Liste des tâches
• a. Les affirmations suivantes sont-elles conformes à l'entretien sur Lifeforms ? Pour chacune, répondez par oui ou par non en citant les mots décisifs de l'entretien. (i) Pour Sarah Friend, les incitations doivent être financières ou au moins quantifiables. (ii) Aude Launay affirme que l'incitation à garder la Lifeform en vie ne profite pas aux participants au jeu. (iii) Quelqu'un a déjà revendu une forme de vie au lieu de la donner.
• b. Poursuivez l'entretien sur Lifeforms à partir de sa dernière phrase.

Aude Launay : Ce type d’échange différent que vous induisez par les règles attachées à cette collection est aussi un moyen direct de démontrer la valeur de la coordination. La crypto consiste à créer les mécanismes de coordination les plus efficaces possibles entre les humains, et la fascinante question éthique sous-jacente est alors celle de l’incitation à cette coordination. Ici, l’incitation — que la Lifeform reste en vie — ne profite pas aux participants au jeu. Comptez-vous sur leur sens moral pour que les Lifeforms survivent ?

Sarah Friend : Je pense que la question est vraiment de savoir ce qui compte comme un « profit ». Le langage de la conception des mécanismes d’incitation dans les blockchains nous a tous convaincus que les incitations doivent être financières ou au moins quantifiables, mais je ne pense pas que ce soit le cas. Il y a toutes sortes de raisons pour lesquelles quelqu’un pourrait maintenir une Lifeform en vie : les interactions éphémères avec d’autres personnes, ou afin de la voir évoluer, ou encore tout simplement parce qu’elle est mignonne. En pratique, chaque jour, je fais probablement plus de choses basées sur ces motivations « douces » que sur des motivations concrètes. Et c’est ni plus ni moins que ce qu’est le monde : un maillage de petites dettes de soin, parfois intangibles.

Lifeforms est un système dont les mécanismes ne présupposent pas ce que vous allez faire, et je pense que c’est plus rare qu’il n’y paraît. On vous donne un monde, vous écrivez l’histoire. Vous pouvez revendre une forme de vie au lieu de la donner, cela la maintiendra en vie aussi, mais personne ne l’a encore fait.

Données brutes
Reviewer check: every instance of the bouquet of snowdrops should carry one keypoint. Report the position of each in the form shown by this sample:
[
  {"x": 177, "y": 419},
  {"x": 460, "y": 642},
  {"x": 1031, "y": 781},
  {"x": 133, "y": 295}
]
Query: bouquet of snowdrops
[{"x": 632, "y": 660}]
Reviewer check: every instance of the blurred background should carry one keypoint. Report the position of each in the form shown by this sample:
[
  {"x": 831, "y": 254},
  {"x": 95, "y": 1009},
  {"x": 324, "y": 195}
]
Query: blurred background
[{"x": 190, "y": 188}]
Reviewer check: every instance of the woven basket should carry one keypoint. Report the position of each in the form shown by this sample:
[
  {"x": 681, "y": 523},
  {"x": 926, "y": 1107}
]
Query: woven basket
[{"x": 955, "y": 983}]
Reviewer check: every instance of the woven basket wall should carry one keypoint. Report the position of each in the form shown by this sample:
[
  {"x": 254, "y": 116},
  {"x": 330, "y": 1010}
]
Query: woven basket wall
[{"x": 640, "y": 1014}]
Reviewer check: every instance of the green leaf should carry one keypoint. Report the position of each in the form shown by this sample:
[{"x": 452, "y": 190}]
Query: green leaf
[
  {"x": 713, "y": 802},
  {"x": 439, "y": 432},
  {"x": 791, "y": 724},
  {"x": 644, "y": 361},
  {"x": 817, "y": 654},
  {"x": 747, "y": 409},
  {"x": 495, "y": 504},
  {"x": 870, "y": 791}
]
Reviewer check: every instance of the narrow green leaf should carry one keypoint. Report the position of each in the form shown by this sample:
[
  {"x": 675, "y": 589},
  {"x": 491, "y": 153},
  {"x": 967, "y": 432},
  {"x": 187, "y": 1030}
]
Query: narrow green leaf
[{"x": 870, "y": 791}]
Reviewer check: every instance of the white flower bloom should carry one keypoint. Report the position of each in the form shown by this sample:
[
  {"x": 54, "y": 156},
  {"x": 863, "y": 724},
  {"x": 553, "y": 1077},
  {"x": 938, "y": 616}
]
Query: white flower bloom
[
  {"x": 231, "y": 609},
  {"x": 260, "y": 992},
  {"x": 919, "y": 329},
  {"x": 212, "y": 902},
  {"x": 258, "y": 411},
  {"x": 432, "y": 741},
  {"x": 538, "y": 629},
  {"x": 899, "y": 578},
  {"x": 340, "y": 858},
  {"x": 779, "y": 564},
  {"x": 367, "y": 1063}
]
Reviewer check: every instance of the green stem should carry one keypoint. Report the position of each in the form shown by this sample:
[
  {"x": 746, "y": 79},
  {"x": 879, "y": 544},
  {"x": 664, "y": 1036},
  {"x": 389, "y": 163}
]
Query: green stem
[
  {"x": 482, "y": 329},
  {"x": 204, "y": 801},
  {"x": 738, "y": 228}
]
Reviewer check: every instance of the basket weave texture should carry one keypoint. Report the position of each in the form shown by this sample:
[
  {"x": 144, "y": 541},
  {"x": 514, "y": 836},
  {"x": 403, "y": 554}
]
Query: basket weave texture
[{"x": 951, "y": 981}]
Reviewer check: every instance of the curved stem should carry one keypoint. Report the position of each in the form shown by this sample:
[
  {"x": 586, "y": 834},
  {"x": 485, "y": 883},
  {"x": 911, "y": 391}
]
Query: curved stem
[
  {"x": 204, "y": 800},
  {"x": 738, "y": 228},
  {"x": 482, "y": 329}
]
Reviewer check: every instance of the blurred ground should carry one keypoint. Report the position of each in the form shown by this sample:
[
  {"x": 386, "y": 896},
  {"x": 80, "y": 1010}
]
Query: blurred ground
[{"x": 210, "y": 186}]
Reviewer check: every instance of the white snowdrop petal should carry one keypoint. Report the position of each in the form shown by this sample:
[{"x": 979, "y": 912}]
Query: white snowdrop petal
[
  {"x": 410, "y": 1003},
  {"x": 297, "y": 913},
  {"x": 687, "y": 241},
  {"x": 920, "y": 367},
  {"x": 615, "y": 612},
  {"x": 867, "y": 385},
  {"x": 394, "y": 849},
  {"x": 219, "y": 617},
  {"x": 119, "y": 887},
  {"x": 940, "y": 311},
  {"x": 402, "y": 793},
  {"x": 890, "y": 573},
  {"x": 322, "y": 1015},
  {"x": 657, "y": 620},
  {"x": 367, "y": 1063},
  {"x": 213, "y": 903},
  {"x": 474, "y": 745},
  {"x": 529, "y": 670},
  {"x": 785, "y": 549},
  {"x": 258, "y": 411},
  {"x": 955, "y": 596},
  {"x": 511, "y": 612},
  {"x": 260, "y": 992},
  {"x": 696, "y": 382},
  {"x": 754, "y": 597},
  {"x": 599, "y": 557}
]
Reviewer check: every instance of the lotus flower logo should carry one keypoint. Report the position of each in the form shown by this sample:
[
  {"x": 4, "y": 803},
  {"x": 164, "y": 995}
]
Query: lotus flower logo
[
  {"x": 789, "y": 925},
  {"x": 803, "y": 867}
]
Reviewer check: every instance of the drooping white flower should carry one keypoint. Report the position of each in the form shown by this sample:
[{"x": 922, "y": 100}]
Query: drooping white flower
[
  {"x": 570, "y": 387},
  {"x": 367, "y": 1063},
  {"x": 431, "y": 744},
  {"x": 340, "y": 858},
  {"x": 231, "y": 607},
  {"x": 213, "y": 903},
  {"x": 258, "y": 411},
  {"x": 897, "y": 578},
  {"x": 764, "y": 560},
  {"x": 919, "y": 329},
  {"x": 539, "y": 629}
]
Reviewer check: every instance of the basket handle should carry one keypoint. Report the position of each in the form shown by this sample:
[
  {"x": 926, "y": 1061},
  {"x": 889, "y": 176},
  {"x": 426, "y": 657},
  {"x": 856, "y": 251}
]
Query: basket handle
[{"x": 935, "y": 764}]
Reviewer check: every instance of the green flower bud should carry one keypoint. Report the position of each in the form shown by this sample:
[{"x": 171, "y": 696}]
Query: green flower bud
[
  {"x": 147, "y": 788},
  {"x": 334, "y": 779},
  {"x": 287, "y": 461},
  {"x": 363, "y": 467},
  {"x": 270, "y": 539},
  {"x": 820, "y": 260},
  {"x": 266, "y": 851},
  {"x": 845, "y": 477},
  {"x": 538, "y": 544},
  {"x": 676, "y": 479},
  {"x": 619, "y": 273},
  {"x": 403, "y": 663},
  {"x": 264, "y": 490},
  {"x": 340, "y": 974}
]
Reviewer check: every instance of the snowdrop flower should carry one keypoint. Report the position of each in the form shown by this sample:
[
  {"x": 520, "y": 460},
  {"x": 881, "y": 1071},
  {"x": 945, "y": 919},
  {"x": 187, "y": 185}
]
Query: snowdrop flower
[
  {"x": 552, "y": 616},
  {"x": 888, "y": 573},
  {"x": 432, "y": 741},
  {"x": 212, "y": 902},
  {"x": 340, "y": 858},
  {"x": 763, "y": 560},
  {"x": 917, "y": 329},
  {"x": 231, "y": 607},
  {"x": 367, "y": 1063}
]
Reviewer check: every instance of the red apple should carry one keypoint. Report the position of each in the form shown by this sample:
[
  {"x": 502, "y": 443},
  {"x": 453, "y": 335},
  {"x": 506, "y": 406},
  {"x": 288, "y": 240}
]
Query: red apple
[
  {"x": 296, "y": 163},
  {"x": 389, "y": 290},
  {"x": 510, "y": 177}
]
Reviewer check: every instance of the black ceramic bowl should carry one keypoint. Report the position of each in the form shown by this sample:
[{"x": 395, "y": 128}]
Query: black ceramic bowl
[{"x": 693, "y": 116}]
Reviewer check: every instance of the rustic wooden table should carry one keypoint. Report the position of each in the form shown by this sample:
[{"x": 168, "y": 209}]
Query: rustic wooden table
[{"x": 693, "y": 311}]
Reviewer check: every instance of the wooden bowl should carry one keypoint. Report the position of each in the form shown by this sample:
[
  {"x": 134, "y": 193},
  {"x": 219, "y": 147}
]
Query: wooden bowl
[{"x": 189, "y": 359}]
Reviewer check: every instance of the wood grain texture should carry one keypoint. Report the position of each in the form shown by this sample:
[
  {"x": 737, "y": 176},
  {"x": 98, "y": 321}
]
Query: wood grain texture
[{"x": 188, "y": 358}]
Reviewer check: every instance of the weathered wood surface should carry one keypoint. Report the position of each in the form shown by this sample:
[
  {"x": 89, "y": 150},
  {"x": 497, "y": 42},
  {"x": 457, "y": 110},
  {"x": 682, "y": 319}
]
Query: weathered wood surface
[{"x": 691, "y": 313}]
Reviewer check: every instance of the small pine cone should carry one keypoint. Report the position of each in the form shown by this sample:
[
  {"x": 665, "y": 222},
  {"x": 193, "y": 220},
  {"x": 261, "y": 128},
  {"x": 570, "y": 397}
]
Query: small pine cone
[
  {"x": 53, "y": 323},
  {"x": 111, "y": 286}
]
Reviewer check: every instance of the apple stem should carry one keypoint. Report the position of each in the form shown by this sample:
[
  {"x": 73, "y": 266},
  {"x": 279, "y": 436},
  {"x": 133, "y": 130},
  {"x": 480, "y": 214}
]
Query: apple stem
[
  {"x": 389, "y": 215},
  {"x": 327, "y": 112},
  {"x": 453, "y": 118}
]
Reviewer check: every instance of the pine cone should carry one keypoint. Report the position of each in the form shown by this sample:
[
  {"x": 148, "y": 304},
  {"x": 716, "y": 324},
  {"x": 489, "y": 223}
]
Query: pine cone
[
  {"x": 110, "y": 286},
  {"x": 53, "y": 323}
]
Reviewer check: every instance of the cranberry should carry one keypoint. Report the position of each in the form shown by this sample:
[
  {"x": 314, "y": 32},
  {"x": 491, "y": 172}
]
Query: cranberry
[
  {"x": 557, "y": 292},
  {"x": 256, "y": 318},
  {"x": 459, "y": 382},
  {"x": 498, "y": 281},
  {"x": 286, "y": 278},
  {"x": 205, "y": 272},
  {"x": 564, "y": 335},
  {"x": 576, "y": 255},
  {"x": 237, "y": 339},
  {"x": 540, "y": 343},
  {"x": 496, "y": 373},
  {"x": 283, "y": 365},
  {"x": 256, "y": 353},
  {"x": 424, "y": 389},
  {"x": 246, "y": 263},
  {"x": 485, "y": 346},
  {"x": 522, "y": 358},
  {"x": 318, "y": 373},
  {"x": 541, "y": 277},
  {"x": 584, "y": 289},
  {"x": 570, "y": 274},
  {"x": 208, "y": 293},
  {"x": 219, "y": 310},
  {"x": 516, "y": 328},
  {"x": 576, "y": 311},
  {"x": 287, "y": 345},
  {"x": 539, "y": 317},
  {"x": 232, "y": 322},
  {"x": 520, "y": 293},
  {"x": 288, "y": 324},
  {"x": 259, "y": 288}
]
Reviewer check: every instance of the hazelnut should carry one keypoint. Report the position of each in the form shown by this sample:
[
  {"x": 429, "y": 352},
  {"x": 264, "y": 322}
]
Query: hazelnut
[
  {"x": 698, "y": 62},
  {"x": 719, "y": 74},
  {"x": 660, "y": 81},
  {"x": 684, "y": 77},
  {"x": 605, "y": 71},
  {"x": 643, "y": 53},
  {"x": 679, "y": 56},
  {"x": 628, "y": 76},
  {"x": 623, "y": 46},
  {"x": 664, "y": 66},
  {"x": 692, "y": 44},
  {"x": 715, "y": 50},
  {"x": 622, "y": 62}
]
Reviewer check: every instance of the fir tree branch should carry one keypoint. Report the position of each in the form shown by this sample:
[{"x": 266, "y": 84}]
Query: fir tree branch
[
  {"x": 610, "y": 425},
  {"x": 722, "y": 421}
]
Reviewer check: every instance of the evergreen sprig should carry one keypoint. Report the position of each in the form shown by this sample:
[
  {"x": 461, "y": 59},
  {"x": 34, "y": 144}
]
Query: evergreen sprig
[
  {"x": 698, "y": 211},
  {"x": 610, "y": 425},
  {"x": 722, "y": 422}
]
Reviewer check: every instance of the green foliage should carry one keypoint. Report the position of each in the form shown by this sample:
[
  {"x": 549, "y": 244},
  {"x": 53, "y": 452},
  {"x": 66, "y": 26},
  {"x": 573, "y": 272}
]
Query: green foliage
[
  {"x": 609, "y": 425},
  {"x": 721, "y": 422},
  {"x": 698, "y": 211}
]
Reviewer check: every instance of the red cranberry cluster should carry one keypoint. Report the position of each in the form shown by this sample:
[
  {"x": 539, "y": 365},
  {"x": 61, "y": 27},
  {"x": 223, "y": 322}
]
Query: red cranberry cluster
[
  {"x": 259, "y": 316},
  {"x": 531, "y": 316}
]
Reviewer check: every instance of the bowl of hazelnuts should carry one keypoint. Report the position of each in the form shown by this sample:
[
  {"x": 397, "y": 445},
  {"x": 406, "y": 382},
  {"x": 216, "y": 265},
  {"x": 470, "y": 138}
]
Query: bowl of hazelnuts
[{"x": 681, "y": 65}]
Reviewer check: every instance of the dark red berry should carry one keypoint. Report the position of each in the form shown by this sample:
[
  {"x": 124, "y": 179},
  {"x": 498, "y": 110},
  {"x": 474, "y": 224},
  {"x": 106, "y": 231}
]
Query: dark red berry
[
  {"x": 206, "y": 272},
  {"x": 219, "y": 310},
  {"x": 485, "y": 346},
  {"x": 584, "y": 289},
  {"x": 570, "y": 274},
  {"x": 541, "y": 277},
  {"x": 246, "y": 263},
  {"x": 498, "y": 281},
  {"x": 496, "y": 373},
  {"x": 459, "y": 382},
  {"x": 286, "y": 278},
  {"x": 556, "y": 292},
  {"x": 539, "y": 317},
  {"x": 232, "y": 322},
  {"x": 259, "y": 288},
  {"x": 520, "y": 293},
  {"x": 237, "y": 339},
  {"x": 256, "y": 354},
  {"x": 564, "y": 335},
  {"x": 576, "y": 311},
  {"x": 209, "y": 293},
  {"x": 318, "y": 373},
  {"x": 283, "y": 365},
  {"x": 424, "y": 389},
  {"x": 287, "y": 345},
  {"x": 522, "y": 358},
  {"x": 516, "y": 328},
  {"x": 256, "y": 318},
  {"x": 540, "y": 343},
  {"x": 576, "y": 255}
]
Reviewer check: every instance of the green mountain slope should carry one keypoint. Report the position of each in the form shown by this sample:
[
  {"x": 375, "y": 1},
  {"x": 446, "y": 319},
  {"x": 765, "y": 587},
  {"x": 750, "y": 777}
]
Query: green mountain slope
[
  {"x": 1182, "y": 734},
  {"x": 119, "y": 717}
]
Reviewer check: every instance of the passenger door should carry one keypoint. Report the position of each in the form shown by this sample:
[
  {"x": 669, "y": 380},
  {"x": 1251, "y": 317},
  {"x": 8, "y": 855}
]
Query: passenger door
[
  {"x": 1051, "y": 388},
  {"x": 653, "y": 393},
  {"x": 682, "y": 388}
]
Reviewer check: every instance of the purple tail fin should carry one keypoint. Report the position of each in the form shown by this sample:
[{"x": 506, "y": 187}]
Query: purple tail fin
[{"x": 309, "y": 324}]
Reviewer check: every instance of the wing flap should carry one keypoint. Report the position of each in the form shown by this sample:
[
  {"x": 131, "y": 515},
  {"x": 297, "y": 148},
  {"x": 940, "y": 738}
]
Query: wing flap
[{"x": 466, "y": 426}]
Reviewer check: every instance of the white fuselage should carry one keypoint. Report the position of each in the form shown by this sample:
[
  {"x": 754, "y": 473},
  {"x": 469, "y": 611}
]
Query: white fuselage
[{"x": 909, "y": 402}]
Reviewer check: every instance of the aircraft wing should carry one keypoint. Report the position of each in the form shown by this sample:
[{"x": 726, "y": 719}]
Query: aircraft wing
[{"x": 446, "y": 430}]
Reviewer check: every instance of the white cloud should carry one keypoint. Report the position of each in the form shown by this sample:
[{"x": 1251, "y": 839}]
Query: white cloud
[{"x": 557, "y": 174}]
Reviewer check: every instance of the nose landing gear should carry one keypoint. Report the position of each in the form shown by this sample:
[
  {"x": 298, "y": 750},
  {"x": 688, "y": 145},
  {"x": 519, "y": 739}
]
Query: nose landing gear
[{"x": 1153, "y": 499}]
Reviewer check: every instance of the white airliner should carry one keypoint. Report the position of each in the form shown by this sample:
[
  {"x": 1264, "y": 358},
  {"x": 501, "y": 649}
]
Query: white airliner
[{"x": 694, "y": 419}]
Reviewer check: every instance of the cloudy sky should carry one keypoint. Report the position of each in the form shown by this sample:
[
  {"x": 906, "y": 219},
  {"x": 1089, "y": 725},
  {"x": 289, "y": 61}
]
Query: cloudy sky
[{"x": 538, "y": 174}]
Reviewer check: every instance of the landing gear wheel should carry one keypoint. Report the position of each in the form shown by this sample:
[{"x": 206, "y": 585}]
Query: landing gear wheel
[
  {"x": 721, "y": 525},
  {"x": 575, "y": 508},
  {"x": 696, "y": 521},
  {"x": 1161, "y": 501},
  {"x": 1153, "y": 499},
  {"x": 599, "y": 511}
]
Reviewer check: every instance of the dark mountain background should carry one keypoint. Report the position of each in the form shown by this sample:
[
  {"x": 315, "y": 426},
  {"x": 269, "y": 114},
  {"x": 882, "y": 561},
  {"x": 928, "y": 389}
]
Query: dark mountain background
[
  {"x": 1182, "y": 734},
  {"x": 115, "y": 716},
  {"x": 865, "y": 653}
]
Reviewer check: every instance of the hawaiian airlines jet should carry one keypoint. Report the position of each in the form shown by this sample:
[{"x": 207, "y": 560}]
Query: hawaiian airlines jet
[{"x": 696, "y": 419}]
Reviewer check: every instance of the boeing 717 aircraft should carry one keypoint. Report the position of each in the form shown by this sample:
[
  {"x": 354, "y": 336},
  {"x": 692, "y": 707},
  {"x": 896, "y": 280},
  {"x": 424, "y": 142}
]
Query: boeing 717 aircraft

Réponses successives
• a.
(i) Non : « mais je ne pense pas que ce soit le cas ».
(ii) Oui : « Ici, l’incitation — que la Lifeform reste en vie — ne profite pas aux participants au jeu. »
(iii) Non : « mais personne ne l’a encore fait ».

• b.
Aude Launay : Lors d’un entretien récent, vous avez déclaré : « Je considère la programmation logicielle comme une sorte de médium sculptural avec lequel je travaille3. » Pour ma part, j’envisage les Lifeforms — ainsi qu’un certain nombre de vos autres œuvres — comme une sorte de sculpture sociale. Êtes-vous d’accord avec cette interprétation ?

Sarah Friend : Absolument.

Aude Launay : Pour conclure, j’aimerais aborder votre choix esthétique éthéré pour incarner ces lignes de code qui, de mon point de vue, fait également écho à la peinture par le biais des monochromes…

Sarah Friend : Eh bien, j’ai étudié la peinture et j’ai une affection particulière pour les monochromes, alors votre point de vue m’interpelle ! Dans mes projets, l’esthétique découle généralement des mécanismes ou des idées, et non l’inverse. Je voulais que les Lifeforms aient une apparence douce et qu’elles se déplacent lentement et sans à-coups, comme une inspiration. Il y a beaucoup d’animaux de style dessin animé dans le monde des NFT, et, bien que je comprenne dans une certaine mesure l’attrait pour ces animaux, je ne voulais pas les recréer. Lorsque les Lifeforms sont présentées physiquement, elles le sont sur des téléphones, l’appareil le plus proche que nous ayons d’un « animal de compagnie numérique » : nous le gardons dans notre poche et nous sommes toujours en train de le sortir et de le caresser. Et, bien sûr, elles sont fabriquées en silicone, un matériau qui est souvent lié au corps, tant sur le plan sexuel que médical.

Pendant longtemps, je me suis sentie mal à l’aise à l’idée que mon travail n’ait pas un style reconnaissable d’un projet à l’autre. Mais je pense beaucoup à cette citation de Gerhard Richter : « J’aime tout ce qui n’a pas de style : les dictionnaires, les photographies, la nature, moi-même et mes peintures (parce que le style est une violence et je ne suis pas violent4) » et sans doute aussi à toute la lourde histoire de l’esthétisation de la politique, ou à une régurgitation plus récente de toute esthétique en contenu marketing. Lorsque j’écrivais sur la peinture monochrome pendant mes études, ce qui m’intéressait en fait, c’était la capacité de la forme, elle-même si vide, à flotter à travers les contextes politiques et les époques historiques. Aujourd’hui, je pense que c’est peut-être bien de ne pas avoir de style, et de flotter moi aussi.